### FRAGMENTO DEL TEXTO
En cualquier caso, los alquimistas del decreto-ley abren su texto con una monumental reprimenda a todo lo que se mueva: caos normativo, descoordinación, prestaciones desconectadas de la realidad socioeconómica y falta de rigor y énfasis en la eficiencia del sistema… Eso habría llevado al SNS al borde del precipicio. Y ahora hay que purgar los viejos pecados. Como ejemplos presuntamente incontrovertibles de que eso es así, se traen a colación en el texto dos indicadores verdaderamente sorprendentes para quien conozca un poco las tripas del SNS, pero útiles para hacer visibles a los currantes, machacados y agobiados por llegar a fin de mes, el cachondeo y el despilfarro (que los ha habido) perpetrados alegremente: los abusos de los extranjeros y el hiperconsumo de medicamentos. Para ello, se menciona al Tribunal de Cuentas (nota de prensa, aquí; informe de referencia, aquí) y a los datos de gestión medioambiental de los residuos de medicamentos; el Sigre, vamos.

### TAREA ASIGNADA 1
En el fragmento sobre el decreto-ley sanitario, ¿con qué fin se citan los abusos de los extranjeros y el hiperconsumo de medicamentos? Contesta en una a tres frases.
### TAREA ASIGNADA 2
Retoma el fragmento sobre el decreto-ley sanitario y sigue escribiéndolo a partir de su última frase.
Los registros son un material aparte, sin relación con el fragmento sobre el decreto-ley.

### REGISTROS PROPORCIONADOS

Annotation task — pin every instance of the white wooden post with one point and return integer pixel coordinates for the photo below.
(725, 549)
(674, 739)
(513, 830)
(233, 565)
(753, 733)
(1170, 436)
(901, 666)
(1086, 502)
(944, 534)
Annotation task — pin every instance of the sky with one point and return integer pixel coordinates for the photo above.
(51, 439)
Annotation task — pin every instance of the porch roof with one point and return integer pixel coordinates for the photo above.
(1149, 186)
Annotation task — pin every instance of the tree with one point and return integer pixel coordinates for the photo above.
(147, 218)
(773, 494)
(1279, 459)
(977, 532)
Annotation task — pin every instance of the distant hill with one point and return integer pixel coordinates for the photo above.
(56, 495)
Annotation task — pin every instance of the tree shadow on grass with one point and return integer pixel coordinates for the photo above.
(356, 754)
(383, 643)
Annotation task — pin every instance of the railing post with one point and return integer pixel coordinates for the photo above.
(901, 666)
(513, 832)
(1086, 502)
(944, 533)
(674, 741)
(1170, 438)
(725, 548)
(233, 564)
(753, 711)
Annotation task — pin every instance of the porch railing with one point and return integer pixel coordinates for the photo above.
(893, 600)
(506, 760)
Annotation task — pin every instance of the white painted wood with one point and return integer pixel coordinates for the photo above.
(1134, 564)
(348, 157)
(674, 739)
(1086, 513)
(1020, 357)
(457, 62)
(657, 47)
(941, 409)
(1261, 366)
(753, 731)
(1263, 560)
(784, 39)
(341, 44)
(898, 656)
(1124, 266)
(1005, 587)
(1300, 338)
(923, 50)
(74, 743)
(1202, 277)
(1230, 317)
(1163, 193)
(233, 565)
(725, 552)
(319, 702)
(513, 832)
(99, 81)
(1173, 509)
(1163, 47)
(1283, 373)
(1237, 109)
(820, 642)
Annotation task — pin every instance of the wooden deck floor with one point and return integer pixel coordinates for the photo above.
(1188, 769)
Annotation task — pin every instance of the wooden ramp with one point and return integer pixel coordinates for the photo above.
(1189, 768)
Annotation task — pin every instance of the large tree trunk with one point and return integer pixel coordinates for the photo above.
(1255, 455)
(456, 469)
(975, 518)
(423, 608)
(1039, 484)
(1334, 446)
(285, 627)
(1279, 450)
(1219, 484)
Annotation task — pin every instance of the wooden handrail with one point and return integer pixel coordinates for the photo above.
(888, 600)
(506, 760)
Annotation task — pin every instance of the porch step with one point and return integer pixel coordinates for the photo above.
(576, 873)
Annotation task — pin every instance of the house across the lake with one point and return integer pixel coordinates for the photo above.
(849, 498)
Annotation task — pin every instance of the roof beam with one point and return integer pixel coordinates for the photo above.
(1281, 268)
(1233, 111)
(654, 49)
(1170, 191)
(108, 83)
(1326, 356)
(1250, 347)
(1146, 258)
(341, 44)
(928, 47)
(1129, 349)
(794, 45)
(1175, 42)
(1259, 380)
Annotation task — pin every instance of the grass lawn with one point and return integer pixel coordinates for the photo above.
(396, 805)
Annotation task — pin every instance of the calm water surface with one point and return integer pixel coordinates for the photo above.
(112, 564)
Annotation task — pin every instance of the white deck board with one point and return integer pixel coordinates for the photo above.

### RESPUESTA DEL EJERCICIO 1
Se citan como ejemplos supuestamente indiscutibles del caos normativo, la descoordinación y la falta de eficiencia que habrían llevado al SNS al borde del precipicio. También sirven para mostrar a los currantes, agobiados por llegar a fin de mes, el cachondeo y el despilfarro cometidos alegremente.

### RESPUESTA DEL EJERCICIO 2
Y tras la reprimenda, el primer clic del cambio de rumbo: puesto que los currantes son los que pagan todo esto, planteémosles a ellos la solución del enigma de la Esfinge. Pongamos un poco de orden. Porque es precisamente esa falta de orden la que nos ha llevado al despeñadero. Poner orden significa distinguir y que esa distinción tenga consecuencias. El SNS ya no es sobre todo una garantía de derechos ciudadanos, sino un sistema de gestión del aseguramiento sanitario mayormente de los currantes que cotizan a la Seguridad Social. El sistema velará, pues, por sus asegurados. Pero el problema es que los conceptos de ciudadano y asegurado no son exactamente sinónimos. Un ciudadano tiene derechos intrínsecos a esa condición, un asegurado compra sus derechos, paga por ellos al cotizar. ¿El lumpen se queda fuera? No, claro que no. Pero no porque el lumpen tenga derechos (en cualquier caso, su posesión no es intrínseca, sino graciable), sino porque nosotros somos buenos. Benéficos. Benefactores. Hasta cierto punto y mientras el desembolso para pagar el aseguramiento de otros sea directamente proporcional a nuestra mala conciencia. Entonces, el lumpen seremos todos (o casi).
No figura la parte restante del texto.